Berlin - Der deutschen Industrie droht nach Ansicht von Konjunkturexperten im Winter ein Mangel an Aufträgen und Jobabbau. "Die Erwartungen der Unternehmen für die nächsten sechs Monate sind grottenschlecht", sagte der Leiter der Konjunkturabteilung des Münchner Ifo-Instituts, Kai Carstensen, der Bild-Zeitung zufolge. Der Auftragsbestand sei derzeit noch gut, aber es fehle an neuen Aufträgen. "Im Winter ist der Aufschwung definitiv vorbei. Viele Firmen werden nach und nach Kapazitäten abbauen und auch Personal kündigen", wurde Carstensen weiter zitiert.

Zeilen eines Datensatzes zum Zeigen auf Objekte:

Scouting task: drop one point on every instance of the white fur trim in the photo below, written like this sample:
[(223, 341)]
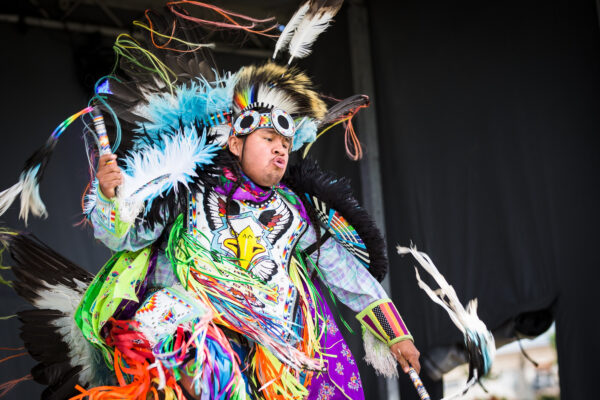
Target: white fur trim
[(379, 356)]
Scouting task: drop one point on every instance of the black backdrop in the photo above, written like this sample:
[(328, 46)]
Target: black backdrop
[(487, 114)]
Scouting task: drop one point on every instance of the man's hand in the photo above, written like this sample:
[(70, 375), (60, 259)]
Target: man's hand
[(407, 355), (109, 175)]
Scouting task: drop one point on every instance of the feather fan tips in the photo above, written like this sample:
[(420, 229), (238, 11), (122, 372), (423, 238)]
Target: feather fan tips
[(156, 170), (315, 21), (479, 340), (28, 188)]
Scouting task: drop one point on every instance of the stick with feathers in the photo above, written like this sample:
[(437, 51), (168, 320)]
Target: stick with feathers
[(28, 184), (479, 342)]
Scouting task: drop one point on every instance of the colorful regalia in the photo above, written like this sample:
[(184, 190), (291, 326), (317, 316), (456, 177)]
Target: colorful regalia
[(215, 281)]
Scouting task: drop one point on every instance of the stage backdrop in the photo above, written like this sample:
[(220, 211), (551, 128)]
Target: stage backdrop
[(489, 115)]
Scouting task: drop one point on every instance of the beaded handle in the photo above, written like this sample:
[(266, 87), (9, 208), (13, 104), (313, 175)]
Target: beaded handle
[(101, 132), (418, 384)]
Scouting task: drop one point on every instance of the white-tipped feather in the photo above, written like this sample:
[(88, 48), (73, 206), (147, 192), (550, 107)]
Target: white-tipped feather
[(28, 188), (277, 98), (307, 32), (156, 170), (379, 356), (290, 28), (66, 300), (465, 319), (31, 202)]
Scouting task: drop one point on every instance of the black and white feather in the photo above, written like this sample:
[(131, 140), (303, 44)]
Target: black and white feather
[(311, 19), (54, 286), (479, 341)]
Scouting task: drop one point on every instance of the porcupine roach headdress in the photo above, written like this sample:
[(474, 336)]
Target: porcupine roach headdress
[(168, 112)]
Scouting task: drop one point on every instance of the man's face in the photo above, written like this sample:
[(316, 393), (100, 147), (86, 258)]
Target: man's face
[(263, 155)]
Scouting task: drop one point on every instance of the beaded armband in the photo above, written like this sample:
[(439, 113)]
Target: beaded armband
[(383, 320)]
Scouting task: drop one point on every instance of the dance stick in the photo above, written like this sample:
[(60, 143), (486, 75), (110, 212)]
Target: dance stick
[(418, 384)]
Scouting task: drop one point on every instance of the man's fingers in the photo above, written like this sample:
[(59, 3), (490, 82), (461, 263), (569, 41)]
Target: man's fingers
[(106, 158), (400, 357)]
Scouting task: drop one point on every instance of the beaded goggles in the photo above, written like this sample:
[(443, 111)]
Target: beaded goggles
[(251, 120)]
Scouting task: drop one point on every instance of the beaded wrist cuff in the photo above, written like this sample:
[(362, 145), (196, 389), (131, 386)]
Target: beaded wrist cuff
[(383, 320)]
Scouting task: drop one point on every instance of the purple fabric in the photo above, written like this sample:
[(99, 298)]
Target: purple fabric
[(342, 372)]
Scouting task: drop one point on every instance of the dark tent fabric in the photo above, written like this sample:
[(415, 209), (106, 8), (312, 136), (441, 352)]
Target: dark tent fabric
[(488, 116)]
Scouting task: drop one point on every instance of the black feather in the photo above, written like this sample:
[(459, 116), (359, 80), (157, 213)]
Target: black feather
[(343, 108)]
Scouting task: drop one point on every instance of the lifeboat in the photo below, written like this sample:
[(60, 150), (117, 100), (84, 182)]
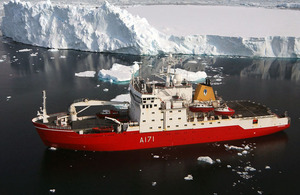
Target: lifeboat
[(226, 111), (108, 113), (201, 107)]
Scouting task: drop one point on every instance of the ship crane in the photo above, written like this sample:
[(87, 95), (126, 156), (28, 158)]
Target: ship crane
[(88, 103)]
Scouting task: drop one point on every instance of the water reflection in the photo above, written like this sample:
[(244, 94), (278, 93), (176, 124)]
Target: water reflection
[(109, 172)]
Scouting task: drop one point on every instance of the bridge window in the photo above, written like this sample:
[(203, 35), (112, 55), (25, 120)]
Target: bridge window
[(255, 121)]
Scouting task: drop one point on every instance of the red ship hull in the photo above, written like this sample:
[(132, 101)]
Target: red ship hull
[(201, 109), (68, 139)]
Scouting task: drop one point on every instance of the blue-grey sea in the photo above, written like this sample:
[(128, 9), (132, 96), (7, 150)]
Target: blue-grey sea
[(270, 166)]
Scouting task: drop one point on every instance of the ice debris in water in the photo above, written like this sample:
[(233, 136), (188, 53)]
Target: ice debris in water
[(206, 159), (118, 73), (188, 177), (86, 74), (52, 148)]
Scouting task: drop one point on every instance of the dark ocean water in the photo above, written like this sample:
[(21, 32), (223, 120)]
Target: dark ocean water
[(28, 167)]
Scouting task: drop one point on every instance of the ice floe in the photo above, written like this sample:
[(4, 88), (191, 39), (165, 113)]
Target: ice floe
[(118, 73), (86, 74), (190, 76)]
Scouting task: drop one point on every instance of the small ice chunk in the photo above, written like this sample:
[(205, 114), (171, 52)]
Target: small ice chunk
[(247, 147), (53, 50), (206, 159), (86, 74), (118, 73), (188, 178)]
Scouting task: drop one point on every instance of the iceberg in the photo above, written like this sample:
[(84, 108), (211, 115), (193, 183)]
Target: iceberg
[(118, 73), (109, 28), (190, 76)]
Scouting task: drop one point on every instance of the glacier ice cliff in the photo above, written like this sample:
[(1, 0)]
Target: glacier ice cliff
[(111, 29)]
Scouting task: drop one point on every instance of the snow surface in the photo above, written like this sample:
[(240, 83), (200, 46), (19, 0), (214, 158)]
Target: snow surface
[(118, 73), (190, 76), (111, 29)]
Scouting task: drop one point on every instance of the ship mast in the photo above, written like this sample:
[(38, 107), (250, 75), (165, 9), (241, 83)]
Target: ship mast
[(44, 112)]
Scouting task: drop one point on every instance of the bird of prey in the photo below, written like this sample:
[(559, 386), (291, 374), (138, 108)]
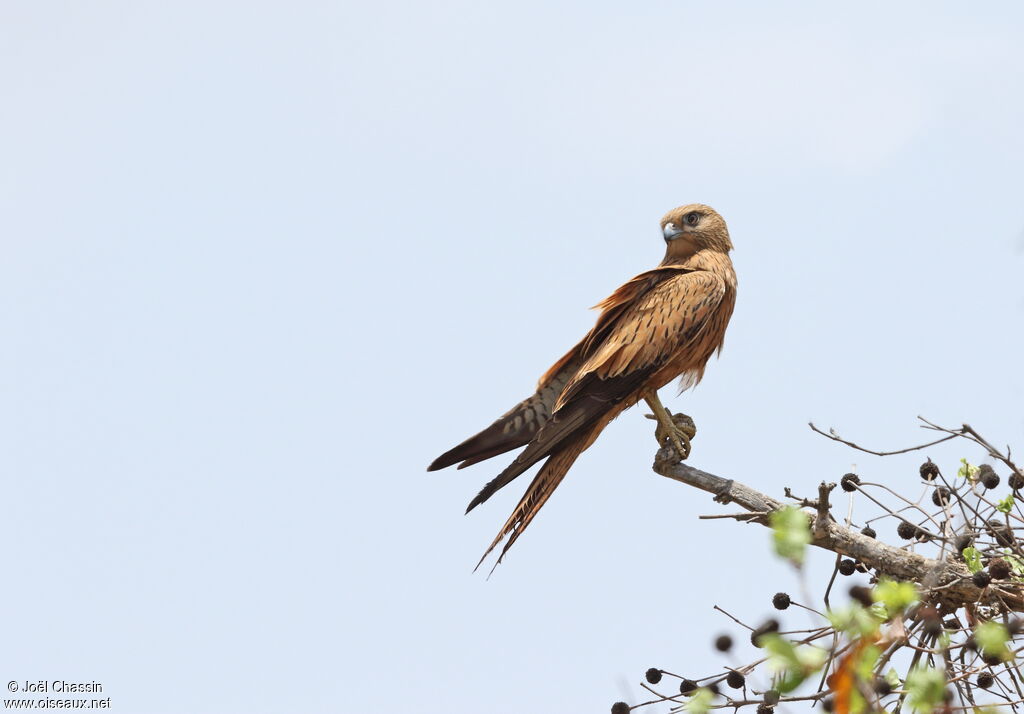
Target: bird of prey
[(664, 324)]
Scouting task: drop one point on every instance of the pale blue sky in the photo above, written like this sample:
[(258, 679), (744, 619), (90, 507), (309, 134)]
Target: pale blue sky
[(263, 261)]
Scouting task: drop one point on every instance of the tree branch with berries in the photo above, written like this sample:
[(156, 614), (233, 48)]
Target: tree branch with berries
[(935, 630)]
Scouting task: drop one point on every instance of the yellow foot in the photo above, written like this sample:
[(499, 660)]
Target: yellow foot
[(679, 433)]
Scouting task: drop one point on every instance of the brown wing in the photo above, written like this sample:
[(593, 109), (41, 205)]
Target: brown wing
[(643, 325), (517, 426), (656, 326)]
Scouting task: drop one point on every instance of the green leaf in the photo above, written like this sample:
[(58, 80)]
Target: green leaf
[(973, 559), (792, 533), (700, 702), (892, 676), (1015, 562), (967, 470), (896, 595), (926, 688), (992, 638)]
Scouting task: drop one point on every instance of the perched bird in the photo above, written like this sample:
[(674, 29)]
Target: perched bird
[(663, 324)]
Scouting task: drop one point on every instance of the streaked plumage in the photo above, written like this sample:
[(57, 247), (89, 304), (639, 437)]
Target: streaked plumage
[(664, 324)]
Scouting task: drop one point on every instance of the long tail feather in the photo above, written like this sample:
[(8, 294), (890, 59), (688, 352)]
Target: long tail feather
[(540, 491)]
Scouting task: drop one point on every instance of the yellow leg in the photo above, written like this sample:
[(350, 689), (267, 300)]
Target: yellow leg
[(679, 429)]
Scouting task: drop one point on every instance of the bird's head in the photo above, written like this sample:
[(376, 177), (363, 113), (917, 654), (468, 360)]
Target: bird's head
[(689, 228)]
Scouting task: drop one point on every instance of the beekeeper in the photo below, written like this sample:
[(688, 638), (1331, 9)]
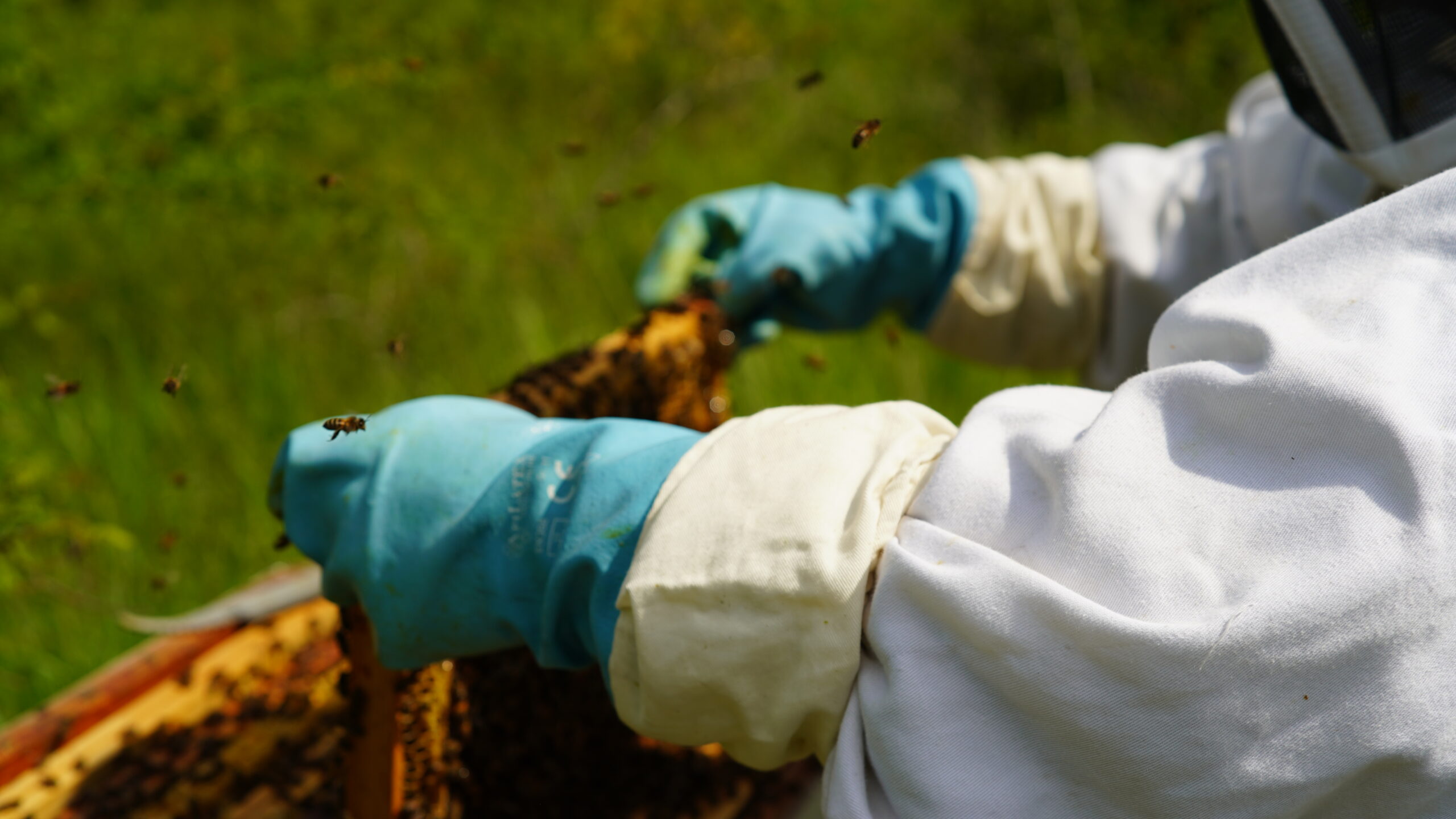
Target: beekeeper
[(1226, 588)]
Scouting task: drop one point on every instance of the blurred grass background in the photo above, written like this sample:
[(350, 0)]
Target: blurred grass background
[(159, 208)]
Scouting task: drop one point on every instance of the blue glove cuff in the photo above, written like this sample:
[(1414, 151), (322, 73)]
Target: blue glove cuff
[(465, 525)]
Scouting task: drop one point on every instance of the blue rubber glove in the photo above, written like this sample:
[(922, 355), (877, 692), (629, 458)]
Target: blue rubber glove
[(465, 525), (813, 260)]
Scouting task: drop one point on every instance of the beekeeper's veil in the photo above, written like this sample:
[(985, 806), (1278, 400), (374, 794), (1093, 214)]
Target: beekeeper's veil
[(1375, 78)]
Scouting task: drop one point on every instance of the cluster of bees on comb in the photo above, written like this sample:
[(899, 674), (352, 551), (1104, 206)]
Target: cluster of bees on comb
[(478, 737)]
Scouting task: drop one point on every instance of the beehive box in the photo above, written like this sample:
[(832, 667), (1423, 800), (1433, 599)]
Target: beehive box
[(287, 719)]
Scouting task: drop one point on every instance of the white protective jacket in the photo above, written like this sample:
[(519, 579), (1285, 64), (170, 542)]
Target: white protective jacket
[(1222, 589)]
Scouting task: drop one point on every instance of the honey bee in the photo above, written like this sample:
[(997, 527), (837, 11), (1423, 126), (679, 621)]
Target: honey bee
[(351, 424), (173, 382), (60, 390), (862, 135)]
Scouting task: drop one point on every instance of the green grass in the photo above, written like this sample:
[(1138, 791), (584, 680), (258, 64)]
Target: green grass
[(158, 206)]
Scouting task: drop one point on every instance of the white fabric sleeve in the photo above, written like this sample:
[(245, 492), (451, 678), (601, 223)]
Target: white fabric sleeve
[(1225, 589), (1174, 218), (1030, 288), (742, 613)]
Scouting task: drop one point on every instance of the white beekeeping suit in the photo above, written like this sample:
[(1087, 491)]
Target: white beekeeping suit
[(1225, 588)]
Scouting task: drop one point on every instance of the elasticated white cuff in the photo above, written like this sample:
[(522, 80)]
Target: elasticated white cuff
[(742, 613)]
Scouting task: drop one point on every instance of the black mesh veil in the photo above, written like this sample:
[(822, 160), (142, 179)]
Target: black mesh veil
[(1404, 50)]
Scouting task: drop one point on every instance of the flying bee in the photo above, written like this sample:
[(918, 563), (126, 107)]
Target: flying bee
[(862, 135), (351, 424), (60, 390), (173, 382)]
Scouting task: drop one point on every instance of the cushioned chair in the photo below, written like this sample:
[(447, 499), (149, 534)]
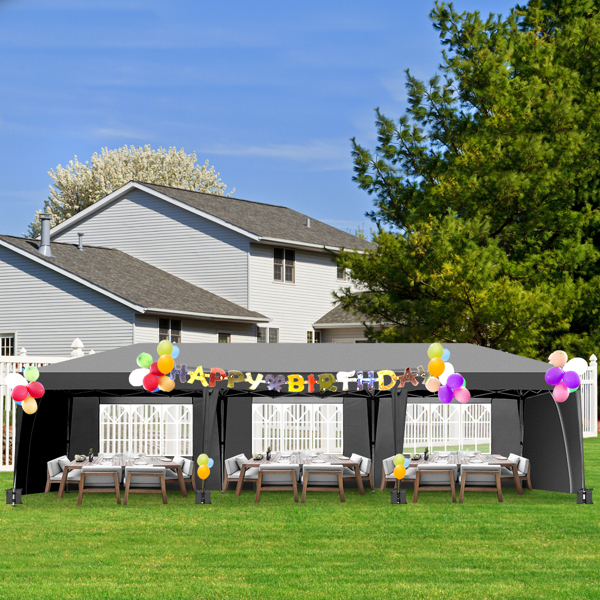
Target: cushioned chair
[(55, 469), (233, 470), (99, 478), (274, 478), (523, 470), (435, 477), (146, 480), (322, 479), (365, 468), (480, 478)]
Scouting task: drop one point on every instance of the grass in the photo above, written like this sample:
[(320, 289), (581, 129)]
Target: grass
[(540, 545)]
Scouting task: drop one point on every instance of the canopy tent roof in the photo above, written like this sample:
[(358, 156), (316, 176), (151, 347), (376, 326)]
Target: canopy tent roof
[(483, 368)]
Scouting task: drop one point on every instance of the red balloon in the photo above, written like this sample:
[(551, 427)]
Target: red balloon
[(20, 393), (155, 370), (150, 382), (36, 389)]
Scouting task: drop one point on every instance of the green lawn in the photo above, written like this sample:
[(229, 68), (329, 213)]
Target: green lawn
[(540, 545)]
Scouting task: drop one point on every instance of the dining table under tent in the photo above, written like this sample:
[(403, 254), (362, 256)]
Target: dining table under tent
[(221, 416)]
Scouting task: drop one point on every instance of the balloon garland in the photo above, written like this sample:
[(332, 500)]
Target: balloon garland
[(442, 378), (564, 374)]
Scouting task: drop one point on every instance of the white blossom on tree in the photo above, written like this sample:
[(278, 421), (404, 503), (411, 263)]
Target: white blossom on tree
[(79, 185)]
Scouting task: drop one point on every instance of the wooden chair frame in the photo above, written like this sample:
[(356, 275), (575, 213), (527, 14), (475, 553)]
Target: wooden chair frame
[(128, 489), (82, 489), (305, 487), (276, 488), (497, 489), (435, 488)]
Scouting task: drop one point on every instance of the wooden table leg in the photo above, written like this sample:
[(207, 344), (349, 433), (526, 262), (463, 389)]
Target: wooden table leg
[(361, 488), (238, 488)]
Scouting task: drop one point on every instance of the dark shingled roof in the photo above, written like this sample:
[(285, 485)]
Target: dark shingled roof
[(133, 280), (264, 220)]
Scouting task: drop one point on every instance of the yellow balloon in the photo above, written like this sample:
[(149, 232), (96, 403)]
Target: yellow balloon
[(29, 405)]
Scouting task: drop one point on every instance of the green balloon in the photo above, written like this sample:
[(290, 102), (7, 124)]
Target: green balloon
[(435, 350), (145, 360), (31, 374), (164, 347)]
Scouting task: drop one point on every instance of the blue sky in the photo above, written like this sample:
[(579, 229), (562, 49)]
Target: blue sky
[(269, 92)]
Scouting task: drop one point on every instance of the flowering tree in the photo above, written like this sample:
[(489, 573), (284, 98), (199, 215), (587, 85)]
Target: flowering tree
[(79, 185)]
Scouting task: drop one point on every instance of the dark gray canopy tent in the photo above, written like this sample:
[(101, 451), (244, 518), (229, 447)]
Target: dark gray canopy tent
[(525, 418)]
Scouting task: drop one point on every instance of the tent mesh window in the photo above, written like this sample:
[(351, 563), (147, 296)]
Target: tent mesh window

Die Aufgaben:
**A.** Gib aus dem Textauszug zur deutschen Konjunktur alles von „Berlin - Der“ bis hinunter zu „Carstensen weiter zitiert.“ wortgetreu aus.
**B.** Fasse den Textauszug zur deutschen Konjunktur in zwei Sätzen zusammen.

Die Antworten:
**A.**
Berlin - Der deutschen Industrie droht nach Ansicht von Konjunkturexperten im Winter ein Mangel an Aufträgen und Jobabbau. "Die Erwartungen der Unternehmen für die nächsten sechs Monate sind grottenschlecht", sagte der Leiter der Konjunkturabteilung des Münchner Ifo-Instituts, Kai Carstensen, der Bild-Zeitung zufolge. Der Auftragsbestand sei derzeit noch gut, aber es fehle an neuen Aufträgen. "Im Winter ist der Aufschwung definitiv vorbei. Viele Firmen werden nach und nach Kapazitäten abbauen und auch Personal kündigen", wurde Carstensen weiter zitiert.

**B.** Nach Ansicht von Konjunkturexperten droht der deutschen Industrie im Winter ein Mangel an Aufträgen und Jobabbau, und laut Kai Carstensen vom Münchner Ifo-Institut sind die Erwartungen der Unternehmen für die nächsten sechs Monate sehr schlecht. Der Auftragsbestand sei zwar noch gut, doch fehle es an neuen Aufträgen, und im Winter sei der Aufschwung vorbei, sodass viele Firmen Kapazitäten abbauen und Personal kündigen würden.